>> start Excerpted text
# Projectile motion of a moving target

• shibe
In summary, the conversation discusses problem #57 from chapter 4 of "Physics for engineers and scientists vol1" and the different methods used to solve it. The author's method of successive approximation is described, where they first calculate the flight time of the projectile and then correct for the ship's displacement. However, the speaker wanted to directly describe the motion of both the ship and the bullet and then solve for the time at which their displacements were equal. They attempted to do this by defining unit vectors and creating displacement functions, but encountered issues with the bullet's velocity and gravity. They are seeking help in constructing displacement functions or advice on whether to stick with the author's method.
shibe
Homework Statement
A ship is steaming at 30 km/h on a course parallel to a straight
shore at a distance of 17000 m. A gun emplaced on the shore
(at sea level) fires a shot with a muzzle speed of 700 m/s when
the ship is at the point of closest approach. If the shot is to hit
the ship, what must be the elevation angle of the gun? How
far ahead of the ship must the gun be aimed?
>> end Excerpted text
What to do. Copy out the whole forum thread above on projectile motion of a moving target, word for word.
>> start Data lines
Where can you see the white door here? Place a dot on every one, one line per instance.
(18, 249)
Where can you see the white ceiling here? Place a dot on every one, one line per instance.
>> end Data lines
Output for this task.
# Projectile motion of a moving target

• shibe
In summary, the conversation discusses problem #57 from chapter 4 of "Physics for engineers and scientists vol1" and the different methods used to solve it. The author's method of successive approximation is described, where they first calculate the flight time of the projectile and then correct for the ship's displacement. However, the speaker wanted to directly describe the motion of both the ship and the bullet and then solve for the time at which their displacements were equal. They attempted to do this by defining unit vectors and creating displacement functions, but encountered issues with the bullet's velocity and gravity. They are seeking help in constructing displacement functions or advice on whether to stick with the author's method.
shibe
Homework Statement
A ship is steaming at 30 km/h on a course parallel to a straight
shore at a distance of 17000 m. A gun emplaced on the shore
(at sea level) fires a shot with a muzzle speed of 700 m/s when
the ship is at the point of closest approach. If the shot is to hit
the ship, what must be the elevation angle of the gun? How
far ahead of the ship must the gun be aimed?